Start PASSAGE PROVIDED

Is Ineptocracy the Future of Government?

Writing in the Guardian this week, sketch writer Simon Hoggart claimed that Labour MP Paul Flynn had invented a new word. He wrote: “11.55: Paul Flynn coins new word for what the coalition has created: “An ineptocracy of greed.” Won’t catch on.”

Unfortunately for Mr Hoggart, he was wrong on two counts. Firstly, Mr Flynn didn’t coin the word. And secondly, it already has.

Ineptocracy has been around very fleetingly for at least 10 years, but seems to have picked up a head of steam towards the end of 2011 and is now starting to increase in usage both in blogs and on Twitter.

It is not yet in any official dictionaries but is being defined by users as “A system of government where the least capable to lead are elected by the least capable of producing, and where the members of society least likely to sustain themselves or succeed, are rewarded with goods and services paid for by the confiscated wealth of a diminishing number of producers.” Other, simpler definitions, suggest it is simply a ruling government which is incompetent.

It is certainly gaining traction in the United States, and Googling “ineptocracy obama” yields quite a number of results, suggesting that opponents are beginning to fix on the word as a way of encapsulating their negativity towards his presidency.

Mr Flynn is possibly the first person to be using the word in the UK, and always in relation to the Coalition. As well as his mention this week, he also write a blog last October called Building the Ineptocracy, but it seems he was responding to the growing usage of it from across the Atlantic and wanted to see if he could tie the current UK Government into it.

End PASSAGE PROVIDED
Start DATA SHOWN

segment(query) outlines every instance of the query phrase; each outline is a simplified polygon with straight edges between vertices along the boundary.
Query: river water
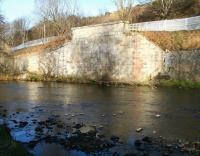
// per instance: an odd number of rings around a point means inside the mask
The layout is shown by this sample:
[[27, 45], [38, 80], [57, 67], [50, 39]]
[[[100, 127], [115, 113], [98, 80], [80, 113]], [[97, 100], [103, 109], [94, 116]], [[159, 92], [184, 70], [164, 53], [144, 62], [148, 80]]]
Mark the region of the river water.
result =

End DATA SHOWN

REQUIRED WORK:
A. Could you print the records from their first line through the line containing "[[27, 45], [38, 80], [57, 67], [50, 39]]", both ends included, leaving out the pictures?
B. Can you carry on the article about the word "ineptocracy" from where it stops?

EXPECTED RESULTS:
A.
segment(query) outlines every instance of the query phrase; each outline is a simplified polygon with straight edges between vertices along the boundary.
Query: river water
// per instance: an odd number of rings around a point means inside the mask
The layout is shown by this sample:
[[27, 45], [38, 80], [57, 67], [50, 39]]

B.
So will ineptocracy stick? There are factors against that. On a prosaic level, it is difficult to say and even to spell. I find I keep stopping to think about it as I type this piece. The fact that it doesn’t easily trip off tongue or keyboard may limit its growth. It may also be limited because it sounds quite specialised and a word owned by political writers and experts.

But I can see it growing as a shorthand way for bloggers and commentators to describe what they see as failed governments, so I can see ineptocracy gaining some official dictionary recognition later this year. And if a campaigning politician should pick up on it and throw it into a speech, then that validation will be very rapid indeed.

7 thoughts on “Is Ineptocracy the Future of Government?

  1. George Morrison

    Ineptocracy is a word
    used to describe a mindless herd
    of MP’s who spend all their time
    carrying out that awful crime
    of spending all the taxes which
    they take off us to make them rich
    whilst telling us we should beware
    of spending money on our care.
    I bet they’d have difficulty
    spelling ineptocracy.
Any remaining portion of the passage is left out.